- [ИСТОЧНИК]
------------------------------------------------------------

Новое русское кино

Грибы не мы: кинокритики о том, как стоит понимать «Мешок без дна» Рустама Хамдамова

19 января 2018 в 16:36
В избранных кинотеатрах идет первый за 13 лет большой фильм режиссера Рустама Хамдамова со Светланой Немоляевой, Аллой Демидовой и Анной Михалковой в главных ролях. Поход на это кино — особый опыт. «Афиша Daily» спросила кинокритиков, как стоит понимать Хамдамова?
Мнение «Афиши»
Линч-Daily

Сказочный долгострой одного из самых загадочных российских режиссеров Рустама Хамдамова, с которым любят работать Рената Литвинова, Андрей Кончаловский и другие видные кинематографисты. Начиная с потери оригинала его студенческой работы «В горах мое сердце» на каждом его фильме всегда что-то идет не так: дебют по сценарию Кончаловского свернули и пересняли в виде «Рабы любви» Михалкова, «Анну Карамазофф» арестовал продюсер, «Вокальные параллели» снимали девять лет. «Мешок без дна» тоже долго и многострадально не могли довести до финальной версии. Между тем Хамдамов — наш хтонический Дэвид Линч — не режиссер, а скорее художник с мощным визуальным стилем, который вместо духов из Черного вигвама похожим образом работает с русским инфернальным пространством. Лента «Мешок без дна» (изначально называлась «Яхонты. Убийство») выглядит так, как если бы Дэвид Линч переснял сказку «Морозко»: дети-грибы, убийство цесаревича, зло в лесной чаще, сцены, вызывающие недоумение и трепет. Лучшего трипа в похмельный январский день и не придумаешь.

Василий Степанов
Шеф-редактор журнала «Сеанс»

«Мешок без дна» — удивительное приключение в кинозале, но я бы ни за что не стал называть его хтоническим, проводить по разряду Дэвида Линча. Или пытаться дать происходящему разгадку. Да и ключи от Линча давно выбросил.
Безусловно, в фильме Рустама Хамдамова присутствует ощущение чего-то загробного, но только в той мере, в какой каждый кинофильм — это загробный поход, меланхолия, данная нам в ощущениях: обещание рая на титрах, разочарование (или все-таки рай?) и финальное погружение в темноту зала.
Десятиголовый рассказ в рассказе обнажает магические свойства кино: путаются рассказчики, путаются звуковая и световая дорожки, путаются мысли. И в этой путанице рождается некая иллюзия смысла — сеанс. Кино не лыжня, на которую в финале встает героиня Светланы Немоляевой, а что-то почти неуловимое, не приспособленное для понимания (что там увидишь, засунув нос в люстру?) и в то же время предельно явное. Все фильмы-призраки Хамдамова свидетельствуют о существовании какого-то иного мира позади экрана, пытаются пропеть, прошептать — что же начинается там, где обрывается прихотливая, но четкая линия рисунка. Но мы не то что глуховаты, а слишком увлеклись наблюдением за грибами-гимнастами.

------------------------------------------------------------

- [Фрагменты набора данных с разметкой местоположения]
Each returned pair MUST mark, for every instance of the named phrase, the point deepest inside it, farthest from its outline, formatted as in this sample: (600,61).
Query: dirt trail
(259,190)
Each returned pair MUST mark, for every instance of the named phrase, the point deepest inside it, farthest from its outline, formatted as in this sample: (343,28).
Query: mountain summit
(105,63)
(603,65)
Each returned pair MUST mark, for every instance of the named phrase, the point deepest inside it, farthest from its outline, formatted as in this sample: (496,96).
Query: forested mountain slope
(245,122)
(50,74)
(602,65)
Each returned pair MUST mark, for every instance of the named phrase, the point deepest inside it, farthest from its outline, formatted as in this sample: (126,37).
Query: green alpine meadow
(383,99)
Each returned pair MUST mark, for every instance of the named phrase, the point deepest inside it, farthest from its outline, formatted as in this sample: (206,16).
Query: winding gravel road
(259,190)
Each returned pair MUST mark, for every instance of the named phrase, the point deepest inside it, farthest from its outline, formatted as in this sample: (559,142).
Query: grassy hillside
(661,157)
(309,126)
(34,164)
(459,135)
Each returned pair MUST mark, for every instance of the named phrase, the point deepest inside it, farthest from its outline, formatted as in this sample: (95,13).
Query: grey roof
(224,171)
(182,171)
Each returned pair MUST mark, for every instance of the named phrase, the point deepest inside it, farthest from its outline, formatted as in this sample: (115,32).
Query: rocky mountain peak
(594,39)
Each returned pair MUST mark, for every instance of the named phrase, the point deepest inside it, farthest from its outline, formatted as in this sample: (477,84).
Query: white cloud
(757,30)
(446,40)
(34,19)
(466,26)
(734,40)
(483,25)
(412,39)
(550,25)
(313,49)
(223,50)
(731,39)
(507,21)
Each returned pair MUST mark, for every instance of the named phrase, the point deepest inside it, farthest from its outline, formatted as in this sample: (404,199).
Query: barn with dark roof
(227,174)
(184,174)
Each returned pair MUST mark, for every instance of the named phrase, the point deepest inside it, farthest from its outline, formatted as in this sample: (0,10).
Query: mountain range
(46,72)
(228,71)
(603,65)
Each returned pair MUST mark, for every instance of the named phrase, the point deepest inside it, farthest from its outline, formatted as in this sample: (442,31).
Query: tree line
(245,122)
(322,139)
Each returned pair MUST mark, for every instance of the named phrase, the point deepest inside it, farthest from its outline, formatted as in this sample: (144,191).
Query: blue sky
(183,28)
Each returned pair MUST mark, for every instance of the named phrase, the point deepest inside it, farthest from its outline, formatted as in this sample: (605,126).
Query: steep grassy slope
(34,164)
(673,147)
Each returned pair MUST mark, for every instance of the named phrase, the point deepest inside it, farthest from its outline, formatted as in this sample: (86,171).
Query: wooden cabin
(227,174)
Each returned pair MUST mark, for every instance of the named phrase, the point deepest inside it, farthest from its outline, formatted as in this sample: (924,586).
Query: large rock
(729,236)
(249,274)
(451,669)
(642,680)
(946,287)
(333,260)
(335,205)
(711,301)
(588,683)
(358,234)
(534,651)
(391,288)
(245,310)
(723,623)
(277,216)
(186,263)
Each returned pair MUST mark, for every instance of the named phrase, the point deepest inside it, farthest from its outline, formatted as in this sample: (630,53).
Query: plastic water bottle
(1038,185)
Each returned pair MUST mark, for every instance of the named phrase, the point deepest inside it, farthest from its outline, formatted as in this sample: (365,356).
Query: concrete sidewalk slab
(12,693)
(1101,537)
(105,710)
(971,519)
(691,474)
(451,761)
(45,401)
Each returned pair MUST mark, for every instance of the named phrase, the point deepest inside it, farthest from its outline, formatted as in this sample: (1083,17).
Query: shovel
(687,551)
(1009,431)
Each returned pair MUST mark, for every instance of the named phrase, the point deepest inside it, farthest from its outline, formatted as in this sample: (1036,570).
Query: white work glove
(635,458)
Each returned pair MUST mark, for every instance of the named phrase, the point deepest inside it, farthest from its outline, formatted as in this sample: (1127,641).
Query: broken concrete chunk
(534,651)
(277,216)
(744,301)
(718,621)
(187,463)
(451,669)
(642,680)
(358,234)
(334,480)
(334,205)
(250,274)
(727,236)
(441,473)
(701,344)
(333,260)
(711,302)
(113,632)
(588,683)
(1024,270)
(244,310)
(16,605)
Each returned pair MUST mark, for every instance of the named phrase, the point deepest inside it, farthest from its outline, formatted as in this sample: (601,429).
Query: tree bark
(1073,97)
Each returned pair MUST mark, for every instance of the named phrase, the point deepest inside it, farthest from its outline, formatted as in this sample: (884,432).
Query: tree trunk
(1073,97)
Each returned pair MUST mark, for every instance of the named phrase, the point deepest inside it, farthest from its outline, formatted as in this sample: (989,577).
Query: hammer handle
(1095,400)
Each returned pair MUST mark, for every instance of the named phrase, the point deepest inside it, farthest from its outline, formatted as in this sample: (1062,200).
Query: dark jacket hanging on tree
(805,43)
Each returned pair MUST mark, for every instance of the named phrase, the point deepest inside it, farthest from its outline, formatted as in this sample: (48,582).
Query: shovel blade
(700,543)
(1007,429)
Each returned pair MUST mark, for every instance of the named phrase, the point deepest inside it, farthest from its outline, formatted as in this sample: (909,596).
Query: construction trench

------------------------------------------------------------

- [ЗАДАНИЕ A]
Ответьте на вопросы по статье о фильме «Мешок без дна»:
(i) Через сколько лет после предыдущего большого фильма Хамдамова вышла эта картина?
(ii) Как изначально назывался фильм «Мешок без дна»?
(iii) Какую должность занимает Василий Степанов?
- [ЗАДАНИЕ B] Представьте в виде JSON-списка строк часть листинга: от строки, содержащей «this sample: (989,577).», до конца листинга включительно, по одному элементу на строку, без пустых строк.
Статья и листинг между собой никак не связаны.

- [ОТВЕТ К ЗАДАНИЮ A]
(i) Через 13 лет.
(ii) «Яхонты. Убийство».
(iii) Он шеф-редактор журнала «Сеанс».

- [ОТВЕТ К ЗАДАНИЮ B]
[
  "Each returned pair MUST mark, for every instance of the named phrase, the point deepest inside it, farthest from its outline, formatted as in this sample: (989,577).",
  "Query: hammer handle",
  "(1095,400)",
  "Each returned pair MUST mark, for every instance of the named phrase, the point deepest inside it, farthest from its outline, formatted as in this sample: (1062,200).",
  "Query: dark jacket hanging on tree",
  "(805,43)",
  "Each returned pair MUST mark, for every instance of the named phrase, the point deepest inside it, farthest from its outline, formatted as in this sample: (48,582).",
  "Query: shovel blade",
  "(700,543)",
  "(1007,429)",
  "Each returned pair MUST mark, for every instance of the named phrase, the point deepest inside it, farthest from its outline, formatted as in this sample: (909,596).",
  "Query: construction trench"
]